**Provided information:**
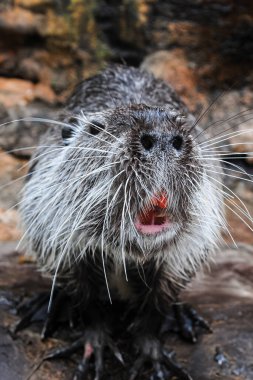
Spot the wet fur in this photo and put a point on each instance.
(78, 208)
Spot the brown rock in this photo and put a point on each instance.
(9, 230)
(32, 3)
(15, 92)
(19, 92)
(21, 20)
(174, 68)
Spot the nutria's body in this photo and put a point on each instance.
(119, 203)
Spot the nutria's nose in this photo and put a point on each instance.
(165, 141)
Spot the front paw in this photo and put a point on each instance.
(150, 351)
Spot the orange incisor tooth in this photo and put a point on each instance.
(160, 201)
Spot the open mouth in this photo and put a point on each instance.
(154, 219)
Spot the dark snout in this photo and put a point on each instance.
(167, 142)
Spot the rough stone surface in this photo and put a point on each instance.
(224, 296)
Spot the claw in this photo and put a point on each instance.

* * *

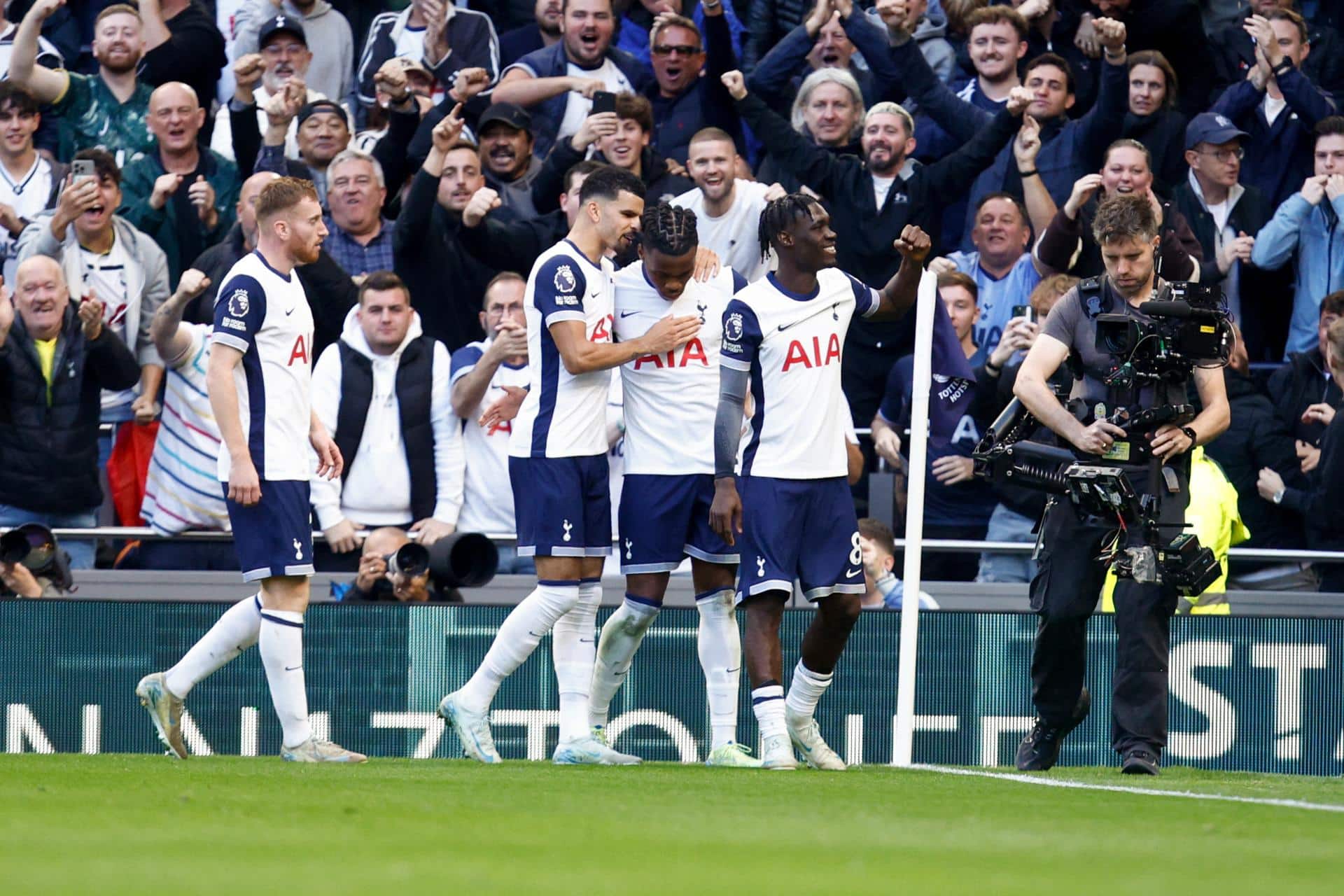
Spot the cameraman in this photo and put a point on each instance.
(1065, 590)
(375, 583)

**Your instructions:**
Which lines in the entries above contain the string "nutria"? List each of them in full.

**Written solution:**
Spot the nutria's body in this photo and put a point on each instance.
Spot the nutria's nose in this photo and put a point on each instance.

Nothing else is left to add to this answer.